■ DIRECTIVE: Pull out every line in the records below that holds the word "metal", and copy each one. Case counts.

(Some records)
-- Begin --

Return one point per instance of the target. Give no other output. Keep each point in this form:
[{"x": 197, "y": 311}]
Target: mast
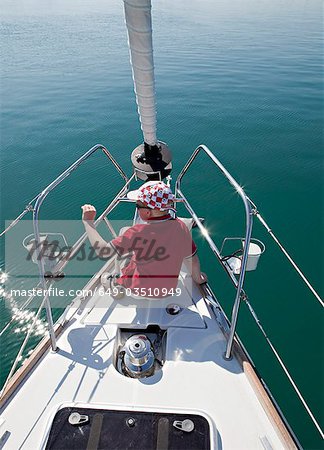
[{"x": 152, "y": 159}]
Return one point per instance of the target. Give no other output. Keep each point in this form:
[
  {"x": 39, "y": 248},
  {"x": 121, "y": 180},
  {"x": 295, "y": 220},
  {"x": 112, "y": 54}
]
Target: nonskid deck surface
[{"x": 195, "y": 378}]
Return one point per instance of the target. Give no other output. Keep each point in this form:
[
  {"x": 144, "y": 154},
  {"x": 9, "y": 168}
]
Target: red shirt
[{"x": 157, "y": 250}]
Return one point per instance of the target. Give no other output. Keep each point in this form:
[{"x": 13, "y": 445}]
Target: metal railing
[
  {"x": 248, "y": 232},
  {"x": 250, "y": 210},
  {"x": 43, "y": 283}
]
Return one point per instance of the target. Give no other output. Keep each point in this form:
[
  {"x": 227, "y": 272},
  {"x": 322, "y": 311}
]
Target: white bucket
[{"x": 254, "y": 254}]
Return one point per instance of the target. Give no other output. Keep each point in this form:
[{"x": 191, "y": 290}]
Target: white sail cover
[{"x": 139, "y": 27}]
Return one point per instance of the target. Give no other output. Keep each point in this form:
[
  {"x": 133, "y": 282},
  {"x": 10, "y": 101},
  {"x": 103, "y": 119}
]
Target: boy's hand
[
  {"x": 203, "y": 278},
  {"x": 88, "y": 213}
]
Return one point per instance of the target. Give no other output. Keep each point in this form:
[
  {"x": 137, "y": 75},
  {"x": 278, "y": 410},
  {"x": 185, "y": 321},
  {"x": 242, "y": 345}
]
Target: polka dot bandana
[{"x": 156, "y": 196}]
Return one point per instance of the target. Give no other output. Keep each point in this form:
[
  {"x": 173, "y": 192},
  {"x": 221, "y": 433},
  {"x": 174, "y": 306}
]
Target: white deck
[{"x": 195, "y": 377}]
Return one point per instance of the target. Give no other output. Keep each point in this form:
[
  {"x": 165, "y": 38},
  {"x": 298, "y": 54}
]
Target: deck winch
[{"x": 138, "y": 357}]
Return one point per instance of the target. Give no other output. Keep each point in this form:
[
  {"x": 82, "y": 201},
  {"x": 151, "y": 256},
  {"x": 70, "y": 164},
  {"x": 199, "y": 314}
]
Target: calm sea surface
[{"x": 245, "y": 77}]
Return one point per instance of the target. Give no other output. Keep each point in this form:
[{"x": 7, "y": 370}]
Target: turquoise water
[{"x": 243, "y": 77}]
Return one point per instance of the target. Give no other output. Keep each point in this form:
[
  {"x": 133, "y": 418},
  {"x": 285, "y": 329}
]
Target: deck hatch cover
[{"x": 115, "y": 432}]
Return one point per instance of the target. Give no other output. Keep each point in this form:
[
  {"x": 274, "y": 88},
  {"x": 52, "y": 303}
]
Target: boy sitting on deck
[{"x": 157, "y": 247}]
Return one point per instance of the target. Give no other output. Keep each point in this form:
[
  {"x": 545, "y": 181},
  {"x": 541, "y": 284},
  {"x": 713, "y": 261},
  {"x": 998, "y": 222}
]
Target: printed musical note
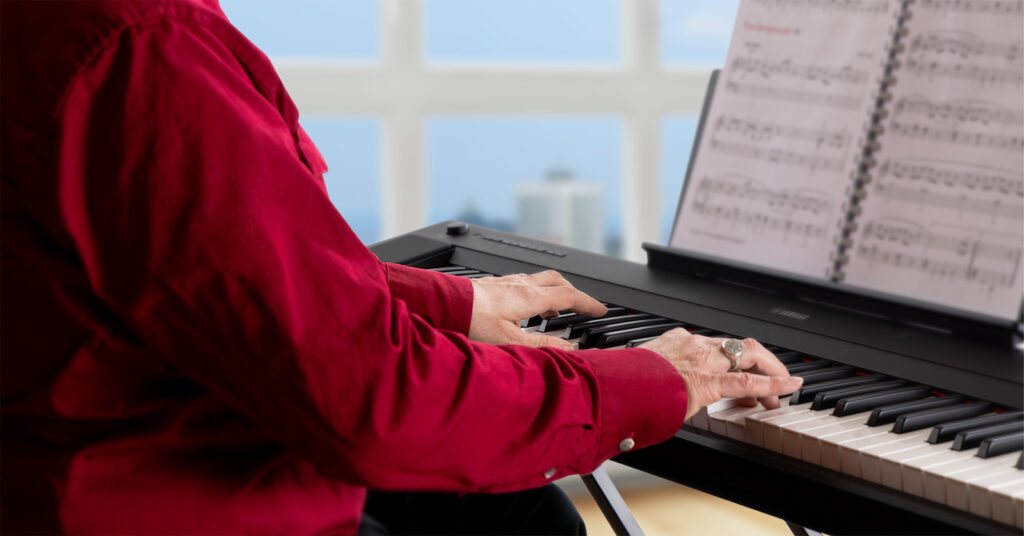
[{"x": 969, "y": 255}]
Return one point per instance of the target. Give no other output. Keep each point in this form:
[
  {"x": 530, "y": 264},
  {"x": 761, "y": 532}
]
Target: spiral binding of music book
[{"x": 871, "y": 146}]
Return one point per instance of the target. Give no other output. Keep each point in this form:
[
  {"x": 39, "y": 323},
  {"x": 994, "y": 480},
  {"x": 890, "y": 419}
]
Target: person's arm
[{"x": 205, "y": 233}]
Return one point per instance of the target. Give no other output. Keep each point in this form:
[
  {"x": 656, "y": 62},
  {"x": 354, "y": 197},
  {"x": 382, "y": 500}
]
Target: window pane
[
  {"x": 553, "y": 178},
  {"x": 351, "y": 149},
  {"x": 696, "y": 32},
  {"x": 323, "y": 29},
  {"x": 523, "y": 31},
  {"x": 677, "y": 140}
]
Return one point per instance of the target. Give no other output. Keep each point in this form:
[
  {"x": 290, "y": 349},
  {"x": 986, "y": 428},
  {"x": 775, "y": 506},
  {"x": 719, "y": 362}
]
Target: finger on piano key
[
  {"x": 1000, "y": 445},
  {"x": 1000, "y": 500},
  {"x": 576, "y": 330},
  {"x": 948, "y": 430},
  {"x": 807, "y": 392},
  {"x": 970, "y": 439},
  {"x": 888, "y": 414},
  {"x": 928, "y": 418}
]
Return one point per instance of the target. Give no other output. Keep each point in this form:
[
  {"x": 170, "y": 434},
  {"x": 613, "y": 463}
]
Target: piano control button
[
  {"x": 828, "y": 399},
  {"x": 972, "y": 438},
  {"x": 867, "y": 402},
  {"x": 806, "y": 393},
  {"x": 887, "y": 414},
  {"x": 929, "y": 418},
  {"x": 804, "y": 366},
  {"x": 1000, "y": 445},
  {"x": 576, "y": 330},
  {"x": 948, "y": 430}
]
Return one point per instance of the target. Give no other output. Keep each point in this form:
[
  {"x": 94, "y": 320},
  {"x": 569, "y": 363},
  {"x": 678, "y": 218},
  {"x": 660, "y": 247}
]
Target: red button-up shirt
[{"x": 193, "y": 338}]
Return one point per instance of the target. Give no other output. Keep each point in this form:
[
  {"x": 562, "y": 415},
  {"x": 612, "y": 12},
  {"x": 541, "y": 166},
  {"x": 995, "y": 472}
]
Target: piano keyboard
[{"x": 957, "y": 451}]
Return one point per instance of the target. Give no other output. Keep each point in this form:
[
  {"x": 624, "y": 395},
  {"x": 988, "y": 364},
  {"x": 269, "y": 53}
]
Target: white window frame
[{"x": 403, "y": 90}]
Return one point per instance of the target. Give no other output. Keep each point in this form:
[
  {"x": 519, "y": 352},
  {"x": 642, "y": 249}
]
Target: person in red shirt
[{"x": 195, "y": 340}]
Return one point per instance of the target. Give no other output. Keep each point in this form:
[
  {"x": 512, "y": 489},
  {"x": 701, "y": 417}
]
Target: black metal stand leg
[
  {"x": 611, "y": 503},
  {"x": 797, "y": 530}
]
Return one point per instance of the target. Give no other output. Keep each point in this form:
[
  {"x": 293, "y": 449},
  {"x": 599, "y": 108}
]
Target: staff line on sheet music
[
  {"x": 924, "y": 197},
  {"x": 993, "y": 7},
  {"x": 965, "y": 45},
  {"x": 768, "y": 130},
  {"x": 978, "y": 74},
  {"x": 861, "y": 6},
  {"x": 737, "y": 189},
  {"x": 778, "y": 156},
  {"x": 941, "y": 173},
  {"x": 963, "y": 111},
  {"x": 952, "y": 135},
  {"x": 759, "y": 221}
]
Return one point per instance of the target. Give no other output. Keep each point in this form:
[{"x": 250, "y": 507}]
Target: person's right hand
[{"x": 706, "y": 368}]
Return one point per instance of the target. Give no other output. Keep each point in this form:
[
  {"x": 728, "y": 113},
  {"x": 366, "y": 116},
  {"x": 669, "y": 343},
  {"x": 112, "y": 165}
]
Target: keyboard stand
[{"x": 611, "y": 503}]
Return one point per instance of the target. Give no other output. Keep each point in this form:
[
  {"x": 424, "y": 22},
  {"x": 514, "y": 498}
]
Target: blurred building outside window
[{"x": 417, "y": 77}]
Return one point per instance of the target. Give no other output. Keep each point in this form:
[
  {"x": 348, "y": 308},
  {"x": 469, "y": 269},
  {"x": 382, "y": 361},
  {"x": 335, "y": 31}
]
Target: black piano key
[
  {"x": 808, "y": 365},
  {"x": 973, "y": 438},
  {"x": 923, "y": 419},
  {"x": 852, "y": 405},
  {"x": 828, "y": 399},
  {"x": 562, "y": 321},
  {"x": 617, "y": 338},
  {"x": 807, "y": 392},
  {"x": 588, "y": 339},
  {"x": 887, "y": 414},
  {"x": 576, "y": 330},
  {"x": 948, "y": 430},
  {"x": 445, "y": 270},
  {"x": 636, "y": 342},
  {"x": 788, "y": 358},
  {"x": 1001, "y": 445},
  {"x": 816, "y": 376}
]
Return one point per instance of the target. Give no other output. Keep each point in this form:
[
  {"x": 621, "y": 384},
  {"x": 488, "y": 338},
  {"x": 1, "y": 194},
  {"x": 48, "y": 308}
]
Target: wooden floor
[{"x": 664, "y": 508}]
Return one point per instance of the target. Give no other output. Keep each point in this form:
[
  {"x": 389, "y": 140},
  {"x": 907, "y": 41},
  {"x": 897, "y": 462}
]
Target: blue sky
[{"x": 504, "y": 150}]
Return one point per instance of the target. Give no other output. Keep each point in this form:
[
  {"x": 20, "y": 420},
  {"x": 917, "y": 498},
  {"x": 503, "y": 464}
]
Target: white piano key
[
  {"x": 958, "y": 483},
  {"x": 794, "y": 434},
  {"x": 958, "y": 463},
  {"x": 980, "y": 492},
  {"x": 870, "y": 457},
  {"x": 1003, "y": 498},
  {"x": 754, "y": 428}
]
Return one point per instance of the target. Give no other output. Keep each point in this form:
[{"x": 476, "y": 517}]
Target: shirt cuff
[
  {"x": 444, "y": 301},
  {"x": 642, "y": 399}
]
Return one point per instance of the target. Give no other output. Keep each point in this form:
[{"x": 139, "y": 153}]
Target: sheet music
[
  {"x": 943, "y": 217},
  {"x": 776, "y": 160}
]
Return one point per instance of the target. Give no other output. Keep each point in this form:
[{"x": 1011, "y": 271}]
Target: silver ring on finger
[{"x": 733, "y": 349}]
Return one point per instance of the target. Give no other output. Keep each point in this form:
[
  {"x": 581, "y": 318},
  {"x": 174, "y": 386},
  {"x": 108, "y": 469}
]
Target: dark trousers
[{"x": 541, "y": 510}]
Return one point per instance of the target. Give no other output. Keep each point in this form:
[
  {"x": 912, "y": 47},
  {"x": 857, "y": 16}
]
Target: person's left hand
[{"x": 499, "y": 304}]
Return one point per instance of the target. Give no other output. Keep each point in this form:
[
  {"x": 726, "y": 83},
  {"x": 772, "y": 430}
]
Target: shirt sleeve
[{"x": 203, "y": 230}]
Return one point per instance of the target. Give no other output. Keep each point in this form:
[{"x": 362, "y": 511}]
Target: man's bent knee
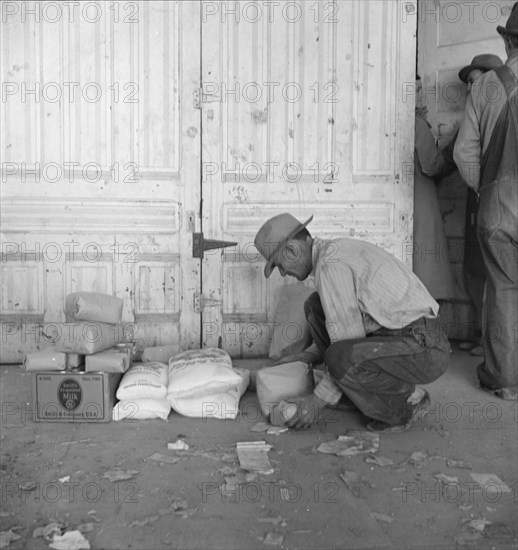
[
  {"x": 338, "y": 359},
  {"x": 313, "y": 305}
]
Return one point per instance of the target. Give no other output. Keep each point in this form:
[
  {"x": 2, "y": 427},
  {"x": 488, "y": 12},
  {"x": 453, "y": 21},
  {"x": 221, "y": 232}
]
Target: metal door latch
[{"x": 200, "y": 245}]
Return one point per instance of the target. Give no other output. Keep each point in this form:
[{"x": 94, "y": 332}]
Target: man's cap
[
  {"x": 273, "y": 234},
  {"x": 484, "y": 62},
  {"x": 511, "y": 27}
]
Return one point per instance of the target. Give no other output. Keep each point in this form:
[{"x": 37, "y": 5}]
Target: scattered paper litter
[
  {"x": 85, "y": 527},
  {"x": 447, "y": 480},
  {"x": 273, "y": 539},
  {"x": 378, "y": 460},
  {"x": 277, "y": 430},
  {"x": 352, "y": 481},
  {"x": 278, "y": 520},
  {"x": 253, "y": 456},
  {"x": 382, "y": 517},
  {"x": 260, "y": 427},
  {"x": 354, "y": 443},
  {"x": 178, "y": 445},
  {"x": 479, "y": 524},
  {"x": 490, "y": 483},
  {"x": 164, "y": 458},
  {"x": 499, "y": 531},
  {"x": 454, "y": 463},
  {"x": 119, "y": 475},
  {"x": 74, "y": 442},
  {"x": 71, "y": 540},
  {"x": 6, "y": 537},
  {"x": 417, "y": 459},
  {"x": 49, "y": 531}
]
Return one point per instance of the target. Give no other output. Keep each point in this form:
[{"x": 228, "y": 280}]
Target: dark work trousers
[
  {"x": 498, "y": 236},
  {"x": 379, "y": 373},
  {"x": 474, "y": 270}
]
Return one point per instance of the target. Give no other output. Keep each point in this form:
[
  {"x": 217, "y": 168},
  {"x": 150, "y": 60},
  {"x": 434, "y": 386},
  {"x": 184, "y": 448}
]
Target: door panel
[
  {"x": 97, "y": 184},
  {"x": 301, "y": 112}
]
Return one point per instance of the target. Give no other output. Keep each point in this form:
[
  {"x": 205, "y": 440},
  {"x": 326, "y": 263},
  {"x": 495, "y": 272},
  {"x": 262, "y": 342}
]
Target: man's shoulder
[
  {"x": 486, "y": 89},
  {"x": 345, "y": 247}
]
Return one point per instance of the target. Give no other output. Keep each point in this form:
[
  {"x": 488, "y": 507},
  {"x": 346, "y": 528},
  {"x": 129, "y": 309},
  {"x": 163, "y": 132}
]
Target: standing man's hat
[
  {"x": 511, "y": 27},
  {"x": 273, "y": 234},
  {"x": 483, "y": 62}
]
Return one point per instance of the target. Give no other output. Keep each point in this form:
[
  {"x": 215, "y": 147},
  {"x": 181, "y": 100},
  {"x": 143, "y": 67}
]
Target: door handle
[{"x": 200, "y": 245}]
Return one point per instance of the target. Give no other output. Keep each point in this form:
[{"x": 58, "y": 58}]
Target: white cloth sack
[
  {"x": 93, "y": 306},
  {"x": 116, "y": 359},
  {"x": 159, "y": 353},
  {"x": 289, "y": 318},
  {"x": 83, "y": 337},
  {"x": 47, "y": 359},
  {"x": 198, "y": 373},
  {"x": 275, "y": 384},
  {"x": 141, "y": 409},
  {"x": 224, "y": 406},
  {"x": 144, "y": 381}
]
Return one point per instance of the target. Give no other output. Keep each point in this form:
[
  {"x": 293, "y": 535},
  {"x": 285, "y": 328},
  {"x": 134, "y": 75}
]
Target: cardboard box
[
  {"x": 116, "y": 359},
  {"x": 74, "y": 397}
]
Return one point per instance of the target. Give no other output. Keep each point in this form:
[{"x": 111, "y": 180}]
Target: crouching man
[{"x": 371, "y": 320}]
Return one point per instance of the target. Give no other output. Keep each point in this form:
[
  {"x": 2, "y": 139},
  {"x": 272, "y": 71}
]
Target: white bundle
[
  {"x": 144, "y": 381},
  {"x": 201, "y": 373}
]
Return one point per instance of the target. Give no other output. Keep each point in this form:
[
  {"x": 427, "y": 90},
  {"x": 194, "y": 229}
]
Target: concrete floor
[{"x": 304, "y": 504}]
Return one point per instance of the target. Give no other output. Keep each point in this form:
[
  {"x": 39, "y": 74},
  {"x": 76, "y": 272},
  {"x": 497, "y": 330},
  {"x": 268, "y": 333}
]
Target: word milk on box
[{"x": 74, "y": 397}]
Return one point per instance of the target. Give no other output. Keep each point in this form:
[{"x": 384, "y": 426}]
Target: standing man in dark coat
[{"x": 486, "y": 153}]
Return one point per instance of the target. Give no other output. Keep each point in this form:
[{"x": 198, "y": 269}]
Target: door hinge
[
  {"x": 200, "y": 302},
  {"x": 198, "y": 97}
]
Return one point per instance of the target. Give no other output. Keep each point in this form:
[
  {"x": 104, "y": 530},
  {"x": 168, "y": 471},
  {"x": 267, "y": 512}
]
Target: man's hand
[{"x": 309, "y": 409}]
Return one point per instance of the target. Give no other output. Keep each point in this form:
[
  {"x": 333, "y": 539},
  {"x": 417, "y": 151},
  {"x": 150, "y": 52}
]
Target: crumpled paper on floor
[{"x": 354, "y": 443}]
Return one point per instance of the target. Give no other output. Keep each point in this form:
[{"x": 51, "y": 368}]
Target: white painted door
[
  {"x": 100, "y": 156},
  {"x": 450, "y": 35},
  {"x": 303, "y": 110}
]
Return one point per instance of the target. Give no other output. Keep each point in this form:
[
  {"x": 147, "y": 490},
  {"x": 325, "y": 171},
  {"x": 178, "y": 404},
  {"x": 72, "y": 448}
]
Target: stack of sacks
[
  {"x": 142, "y": 393},
  {"x": 160, "y": 353},
  {"x": 92, "y": 326},
  {"x": 47, "y": 359},
  {"x": 276, "y": 384},
  {"x": 204, "y": 384}
]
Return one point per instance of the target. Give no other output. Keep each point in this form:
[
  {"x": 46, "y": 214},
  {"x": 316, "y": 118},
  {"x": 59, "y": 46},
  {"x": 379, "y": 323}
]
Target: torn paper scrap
[
  {"x": 378, "y": 460},
  {"x": 71, "y": 540},
  {"x": 253, "y": 456},
  {"x": 354, "y": 443},
  {"x": 178, "y": 445},
  {"x": 490, "y": 483}
]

-- End --

■ SOLUTION FOR THIS TASK:
Target: metal railing
Target: black metal stand leg
Target: metal door latch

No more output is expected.